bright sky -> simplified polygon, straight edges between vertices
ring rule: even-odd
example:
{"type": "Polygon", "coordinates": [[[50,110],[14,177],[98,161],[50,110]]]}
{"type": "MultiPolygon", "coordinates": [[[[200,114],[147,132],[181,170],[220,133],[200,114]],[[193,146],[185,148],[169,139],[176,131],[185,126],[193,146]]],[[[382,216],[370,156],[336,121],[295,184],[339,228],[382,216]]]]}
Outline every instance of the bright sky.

**YOUR TASK**:
Scan the material above for the string "coordinates", and copy every line where it is found.

**TASK ANSWER**:
{"type": "Polygon", "coordinates": [[[50,110],[14,177],[98,161],[50,110]]]}
{"type": "MultiPolygon", "coordinates": [[[[200,114],[147,132],[181,170],[220,133],[200,114]],[[193,146],[185,148],[169,139],[176,131],[185,126],[193,146]]],[[[382,216],[370,156],[336,121],[295,184],[339,228],[382,216]]]]}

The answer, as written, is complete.